Can you put every line of the entries below into a Markdown table with the columns Row and Line, numbering the rows in order and skipping blank lines?

··· Source records ···

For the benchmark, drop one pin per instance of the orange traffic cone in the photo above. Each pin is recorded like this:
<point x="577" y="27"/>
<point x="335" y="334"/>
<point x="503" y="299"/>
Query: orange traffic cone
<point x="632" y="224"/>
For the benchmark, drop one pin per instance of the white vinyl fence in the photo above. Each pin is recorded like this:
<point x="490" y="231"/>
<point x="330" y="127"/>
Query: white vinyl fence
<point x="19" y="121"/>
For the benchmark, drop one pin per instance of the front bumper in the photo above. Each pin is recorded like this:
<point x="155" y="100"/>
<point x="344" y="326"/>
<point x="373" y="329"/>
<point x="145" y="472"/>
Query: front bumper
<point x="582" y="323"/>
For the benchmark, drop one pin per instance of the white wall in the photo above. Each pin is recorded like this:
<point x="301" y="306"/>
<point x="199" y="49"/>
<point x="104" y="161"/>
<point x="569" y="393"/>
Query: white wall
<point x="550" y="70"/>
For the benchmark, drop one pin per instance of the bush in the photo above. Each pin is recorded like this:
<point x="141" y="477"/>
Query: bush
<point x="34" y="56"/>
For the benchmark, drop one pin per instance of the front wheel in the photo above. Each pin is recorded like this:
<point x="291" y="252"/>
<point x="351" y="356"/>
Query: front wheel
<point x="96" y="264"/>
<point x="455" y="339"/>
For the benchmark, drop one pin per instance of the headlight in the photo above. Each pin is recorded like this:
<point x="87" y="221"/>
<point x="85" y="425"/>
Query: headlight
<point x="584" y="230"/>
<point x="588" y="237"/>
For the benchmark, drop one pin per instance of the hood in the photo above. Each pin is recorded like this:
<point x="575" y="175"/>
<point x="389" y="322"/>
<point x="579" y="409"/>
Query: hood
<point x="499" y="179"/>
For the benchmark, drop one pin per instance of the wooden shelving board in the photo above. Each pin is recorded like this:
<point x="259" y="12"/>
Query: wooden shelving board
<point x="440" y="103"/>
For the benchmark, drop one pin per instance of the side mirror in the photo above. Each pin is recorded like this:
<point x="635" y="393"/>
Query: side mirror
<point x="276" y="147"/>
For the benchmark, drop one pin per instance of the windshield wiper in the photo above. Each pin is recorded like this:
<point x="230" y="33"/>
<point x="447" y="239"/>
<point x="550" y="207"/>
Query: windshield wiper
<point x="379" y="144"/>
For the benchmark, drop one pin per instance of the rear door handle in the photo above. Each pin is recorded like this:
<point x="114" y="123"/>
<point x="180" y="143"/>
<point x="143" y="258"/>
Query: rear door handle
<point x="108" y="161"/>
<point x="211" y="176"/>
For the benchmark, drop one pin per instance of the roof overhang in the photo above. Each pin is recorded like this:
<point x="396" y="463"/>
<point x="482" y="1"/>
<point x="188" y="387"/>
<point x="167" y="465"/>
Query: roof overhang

···

Solved exercise:
| Row | Line |
|---|---|
| 1 | For the benchmark, drop one pin per instance of the orange traffic cone in the photo above. Each pin is recorded like this: |
| 2 | <point x="577" y="27"/> |
| 3 | <point x="335" y="334"/> |
| 4 | <point x="503" y="299"/> |
| 5 | Query: orange traffic cone |
| 6 | <point x="632" y="224"/> |
| 7 | For the benchmark, drop one pin per instance of the white vinyl fence in the photo above. Each pin is recorded like this: |
| 8 | <point x="490" y="231"/> |
| 9 | <point x="330" y="127"/> |
| 10 | Query: white vinyl fence |
| 11 | <point x="19" y="121"/> |
| 12 | For the benchmark, drop one pin per instance of the front bumper in the photo above. Each pin is recorded like this: |
| 13 | <point x="155" y="100"/> |
| 14 | <point x="344" y="326"/> |
| 15 | <point x="373" y="329"/> |
| 16 | <point x="145" y="472"/> |
| 17 | Query: front bumper |
| 18 | <point x="582" y="323"/> |
| 19 | For the benchmark, drop one pin per instance of the white wall in the photo above. Each pin is recorded like this: |
| 20 | <point x="301" y="306"/> |
| 21 | <point x="199" y="49"/> |
| 22 | <point x="104" y="161"/> |
| 23 | <point x="569" y="393"/> |
| 24 | Query: white wall |
| 25 | <point x="550" y="70"/> |
| 26 | For the benchmark, drop one pin per instance of the bush in the photo above. Each pin is recorded like this: |
| 27 | <point x="141" y="477"/> |
| 28 | Query: bush |
| 29 | <point x="34" y="56"/> |
| 30 | For the benchmark, drop one pin per instance of the front wheel in the photo above. Each pin is recorded like this: |
| 31 | <point x="291" y="252"/> |
| 32 | <point x="351" y="356"/> |
| 33 | Query: front wheel |
| 34 | <point x="96" y="264"/> |
| 35 | <point x="455" y="339"/> |
| 36 | For the benchmark, drop one pin per instance of the headlight in the photo above. Each pin is recorded like this: |
| 37 | <point x="87" y="221"/> |
| 38 | <point x="85" y="425"/> |
| 39 | Query: headlight |
| 40 | <point x="584" y="230"/> |
| 41 | <point x="588" y="237"/> |
| 42 | For the benchmark, drop one pin per instance of the hood in the photo above. Each pin is recorded like this: |
| 43 | <point x="575" y="175"/> |
| 44 | <point x="389" y="322"/> |
| 45 | <point x="579" y="409"/> |
| 46 | Query: hood |
| 47 | <point x="499" y="179"/> |
| 48 | For the benchmark, drop one pin per instance of the wooden shelving board in the photo above. Each pin is recorded like this: |
| 49 | <point x="259" y="12"/> |
| 50 | Query: wooden shelving board |
| 51 | <point x="440" y="103"/> |
| 52 | For the benchmark, drop one pin per instance of the side mirror in the photo above. Each pin is recorded like this: |
| 53 | <point x="635" y="393"/> |
| 54 | Query: side mirror |
| 55 | <point x="276" y="147"/> |
| 56 | For the benchmark, drop one pin per instance of the windshield wiper in the photo above. Each pin is recorded like this: |
| 57 | <point x="230" y="33"/> |
| 58 | <point x="447" y="239"/> |
| 59 | <point x="550" y="207"/> |
| 60 | Query: windshield wiper |
| 61 | <point x="379" y="144"/> |
| 62 | For the benchmark, drop one pin per instance of the rear door handle in the photo above. Each pin is recorded like this: |
| 63 | <point x="114" y="123"/> |
| 64 | <point x="180" y="143"/> |
| 65 | <point x="143" y="258"/> |
| 66 | Query: rear door handle |
| 67 | <point x="108" y="161"/> |
| 68 | <point x="211" y="176"/> |
| 69 | For the benchmark, drop one pin per instance of the roof overhang in the photo above. Each pin is recorded like this: |
| 70 | <point x="396" y="463"/> |
| 71 | <point x="482" y="1"/> |
| 72 | <point x="188" y="387"/> |
| 73 | <point x="167" y="465"/> |
| 74 | Query: roof overhang |